> **Available data**
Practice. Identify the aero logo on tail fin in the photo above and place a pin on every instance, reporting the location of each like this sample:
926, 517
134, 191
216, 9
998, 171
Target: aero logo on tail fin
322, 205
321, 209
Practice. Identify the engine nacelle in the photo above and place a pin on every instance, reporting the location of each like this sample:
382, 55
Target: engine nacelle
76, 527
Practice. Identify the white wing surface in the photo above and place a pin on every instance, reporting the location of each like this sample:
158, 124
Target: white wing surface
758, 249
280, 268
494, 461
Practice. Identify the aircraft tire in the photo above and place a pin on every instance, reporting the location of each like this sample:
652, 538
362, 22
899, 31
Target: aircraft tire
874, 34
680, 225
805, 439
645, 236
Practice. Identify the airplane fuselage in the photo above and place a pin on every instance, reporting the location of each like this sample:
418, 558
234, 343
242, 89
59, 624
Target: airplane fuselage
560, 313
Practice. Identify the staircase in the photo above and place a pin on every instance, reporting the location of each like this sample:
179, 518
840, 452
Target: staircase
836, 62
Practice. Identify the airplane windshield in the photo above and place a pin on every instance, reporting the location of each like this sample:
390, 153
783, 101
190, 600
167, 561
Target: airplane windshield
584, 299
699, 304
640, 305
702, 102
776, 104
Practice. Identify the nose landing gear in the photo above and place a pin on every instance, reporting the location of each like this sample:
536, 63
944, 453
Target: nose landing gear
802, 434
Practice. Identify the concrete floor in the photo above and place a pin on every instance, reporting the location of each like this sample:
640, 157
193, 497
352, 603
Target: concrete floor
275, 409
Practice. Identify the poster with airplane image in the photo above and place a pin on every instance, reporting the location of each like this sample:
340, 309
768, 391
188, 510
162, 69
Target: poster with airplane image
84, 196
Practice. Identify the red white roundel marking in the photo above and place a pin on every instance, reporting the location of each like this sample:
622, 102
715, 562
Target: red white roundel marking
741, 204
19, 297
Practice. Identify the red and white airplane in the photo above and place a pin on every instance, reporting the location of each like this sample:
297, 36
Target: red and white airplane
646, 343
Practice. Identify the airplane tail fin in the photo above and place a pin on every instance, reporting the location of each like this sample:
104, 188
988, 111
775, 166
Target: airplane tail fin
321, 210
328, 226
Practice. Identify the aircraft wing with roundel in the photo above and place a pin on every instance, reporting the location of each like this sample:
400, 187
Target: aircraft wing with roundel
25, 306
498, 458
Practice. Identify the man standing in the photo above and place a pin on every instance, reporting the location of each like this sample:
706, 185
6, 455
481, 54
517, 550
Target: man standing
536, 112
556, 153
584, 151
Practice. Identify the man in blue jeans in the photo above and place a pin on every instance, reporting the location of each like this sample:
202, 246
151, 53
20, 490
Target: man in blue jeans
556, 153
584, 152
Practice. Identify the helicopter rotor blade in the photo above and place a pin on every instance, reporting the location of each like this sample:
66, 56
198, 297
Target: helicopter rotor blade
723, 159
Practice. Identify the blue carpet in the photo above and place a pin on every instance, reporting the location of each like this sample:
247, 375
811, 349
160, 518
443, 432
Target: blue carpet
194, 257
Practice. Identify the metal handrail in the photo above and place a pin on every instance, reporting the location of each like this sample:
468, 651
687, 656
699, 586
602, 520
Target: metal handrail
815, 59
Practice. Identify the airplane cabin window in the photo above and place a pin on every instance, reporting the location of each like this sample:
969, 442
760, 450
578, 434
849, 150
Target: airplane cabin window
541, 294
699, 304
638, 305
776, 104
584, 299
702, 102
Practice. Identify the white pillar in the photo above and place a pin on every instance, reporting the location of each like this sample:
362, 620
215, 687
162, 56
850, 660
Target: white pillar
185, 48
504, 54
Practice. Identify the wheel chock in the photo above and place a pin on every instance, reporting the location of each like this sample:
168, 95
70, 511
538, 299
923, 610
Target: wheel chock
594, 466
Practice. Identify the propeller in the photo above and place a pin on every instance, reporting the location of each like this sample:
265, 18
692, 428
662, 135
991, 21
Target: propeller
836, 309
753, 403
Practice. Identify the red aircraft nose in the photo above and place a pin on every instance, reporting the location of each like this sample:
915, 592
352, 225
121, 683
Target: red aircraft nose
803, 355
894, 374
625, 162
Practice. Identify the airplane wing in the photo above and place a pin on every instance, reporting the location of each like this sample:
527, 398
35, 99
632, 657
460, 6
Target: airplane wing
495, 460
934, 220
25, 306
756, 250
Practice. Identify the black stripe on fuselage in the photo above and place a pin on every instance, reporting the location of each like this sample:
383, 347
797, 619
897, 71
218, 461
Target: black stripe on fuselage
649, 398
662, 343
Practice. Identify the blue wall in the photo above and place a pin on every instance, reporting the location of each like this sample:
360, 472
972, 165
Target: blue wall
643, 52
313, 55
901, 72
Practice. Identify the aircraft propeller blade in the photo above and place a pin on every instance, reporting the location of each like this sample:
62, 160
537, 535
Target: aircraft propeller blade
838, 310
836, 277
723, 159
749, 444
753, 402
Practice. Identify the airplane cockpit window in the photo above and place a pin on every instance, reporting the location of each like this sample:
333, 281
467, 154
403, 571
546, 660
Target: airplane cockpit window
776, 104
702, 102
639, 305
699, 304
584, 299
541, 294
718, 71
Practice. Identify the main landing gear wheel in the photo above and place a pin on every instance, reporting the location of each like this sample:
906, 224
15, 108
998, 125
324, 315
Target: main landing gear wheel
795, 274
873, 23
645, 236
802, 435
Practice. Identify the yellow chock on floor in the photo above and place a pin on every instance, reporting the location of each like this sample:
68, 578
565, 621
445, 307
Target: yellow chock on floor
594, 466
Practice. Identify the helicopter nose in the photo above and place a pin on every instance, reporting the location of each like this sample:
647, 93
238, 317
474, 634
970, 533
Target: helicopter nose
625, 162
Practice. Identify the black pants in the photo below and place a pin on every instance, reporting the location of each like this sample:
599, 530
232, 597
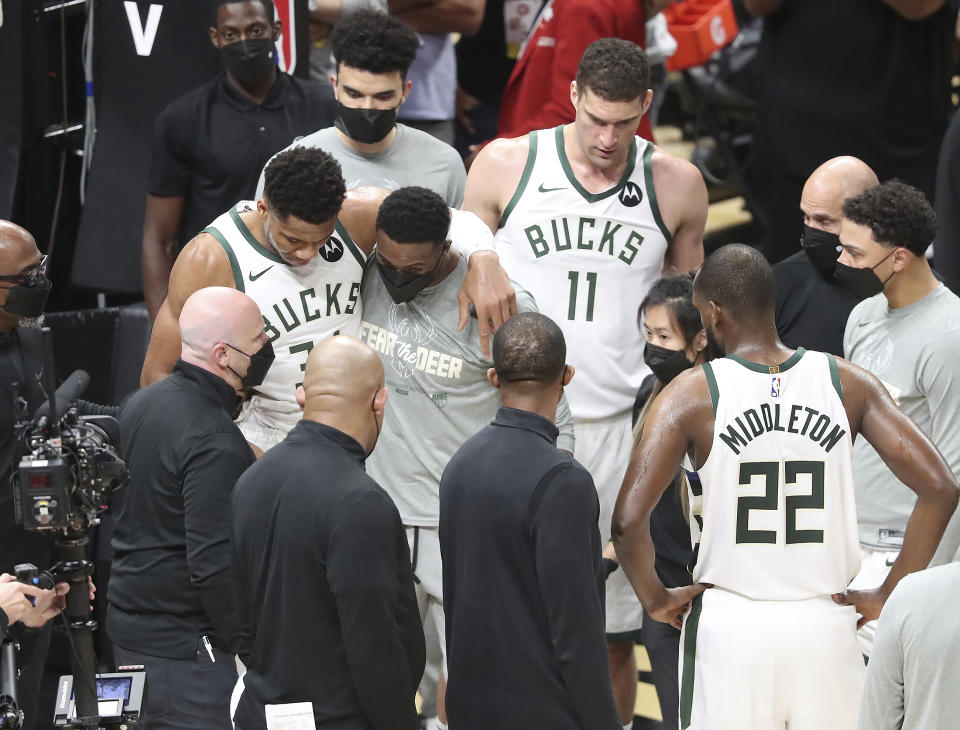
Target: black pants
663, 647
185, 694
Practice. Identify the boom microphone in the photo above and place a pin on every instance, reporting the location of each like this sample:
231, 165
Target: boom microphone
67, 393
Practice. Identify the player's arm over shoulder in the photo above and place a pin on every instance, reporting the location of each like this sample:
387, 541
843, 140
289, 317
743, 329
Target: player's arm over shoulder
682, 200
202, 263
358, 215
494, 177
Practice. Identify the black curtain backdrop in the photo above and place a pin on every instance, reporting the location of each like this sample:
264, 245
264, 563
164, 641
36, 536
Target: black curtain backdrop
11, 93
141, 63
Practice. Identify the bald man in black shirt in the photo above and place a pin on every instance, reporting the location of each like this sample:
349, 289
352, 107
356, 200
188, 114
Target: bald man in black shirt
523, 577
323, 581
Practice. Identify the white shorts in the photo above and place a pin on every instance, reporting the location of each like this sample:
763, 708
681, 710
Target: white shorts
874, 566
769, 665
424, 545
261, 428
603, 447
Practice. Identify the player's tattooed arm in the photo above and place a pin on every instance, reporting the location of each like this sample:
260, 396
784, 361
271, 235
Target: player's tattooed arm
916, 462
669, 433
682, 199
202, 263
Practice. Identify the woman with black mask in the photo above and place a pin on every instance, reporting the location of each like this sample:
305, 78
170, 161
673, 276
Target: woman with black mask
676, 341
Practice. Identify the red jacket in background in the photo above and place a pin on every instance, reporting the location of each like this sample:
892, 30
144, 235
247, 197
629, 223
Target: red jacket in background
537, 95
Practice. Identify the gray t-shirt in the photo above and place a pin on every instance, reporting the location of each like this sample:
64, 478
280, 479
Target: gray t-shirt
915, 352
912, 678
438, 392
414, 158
* * *
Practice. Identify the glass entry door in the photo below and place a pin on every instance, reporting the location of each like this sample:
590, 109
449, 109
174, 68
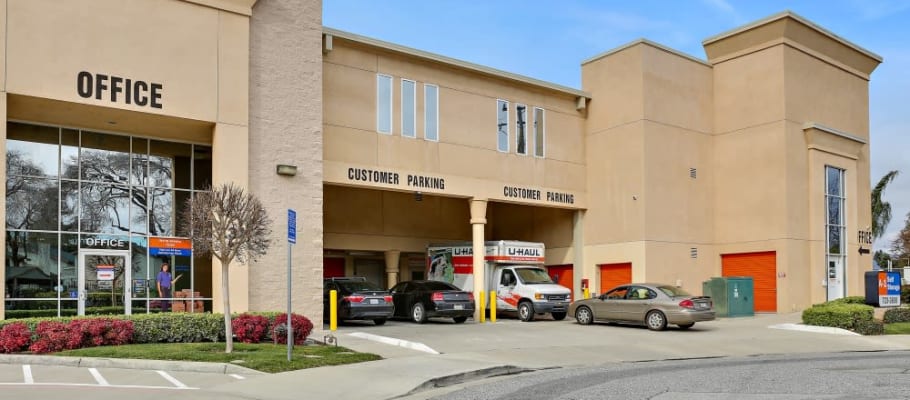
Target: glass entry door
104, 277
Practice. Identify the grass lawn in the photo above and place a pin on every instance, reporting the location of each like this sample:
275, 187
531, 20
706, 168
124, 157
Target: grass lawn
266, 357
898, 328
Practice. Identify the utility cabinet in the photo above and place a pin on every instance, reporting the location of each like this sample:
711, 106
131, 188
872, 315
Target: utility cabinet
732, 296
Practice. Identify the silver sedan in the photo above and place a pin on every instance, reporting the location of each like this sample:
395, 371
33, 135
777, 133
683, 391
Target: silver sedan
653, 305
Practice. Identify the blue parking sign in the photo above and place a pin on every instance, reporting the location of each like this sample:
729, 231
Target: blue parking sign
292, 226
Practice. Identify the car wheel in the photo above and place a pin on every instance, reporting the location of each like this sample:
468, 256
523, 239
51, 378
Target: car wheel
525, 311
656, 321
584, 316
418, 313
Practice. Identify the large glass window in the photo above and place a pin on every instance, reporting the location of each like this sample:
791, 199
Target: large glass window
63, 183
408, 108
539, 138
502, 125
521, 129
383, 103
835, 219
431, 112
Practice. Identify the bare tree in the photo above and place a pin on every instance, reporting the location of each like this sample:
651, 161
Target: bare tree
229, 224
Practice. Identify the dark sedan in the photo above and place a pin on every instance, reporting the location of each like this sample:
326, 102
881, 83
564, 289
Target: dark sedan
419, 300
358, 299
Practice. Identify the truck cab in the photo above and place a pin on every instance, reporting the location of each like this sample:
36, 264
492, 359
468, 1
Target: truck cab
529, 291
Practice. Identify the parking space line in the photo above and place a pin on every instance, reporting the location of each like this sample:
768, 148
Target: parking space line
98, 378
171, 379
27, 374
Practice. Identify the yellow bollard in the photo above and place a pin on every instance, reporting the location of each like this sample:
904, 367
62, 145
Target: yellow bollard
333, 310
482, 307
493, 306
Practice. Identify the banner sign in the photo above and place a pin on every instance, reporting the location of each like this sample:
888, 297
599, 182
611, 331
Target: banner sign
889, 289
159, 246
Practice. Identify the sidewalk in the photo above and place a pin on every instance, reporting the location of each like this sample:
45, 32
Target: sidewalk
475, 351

> **Exercise**
Report how many lines of the entries contain the string "aircraft". Case counts, so match it exactly, and give only the number.

> **Final result**
8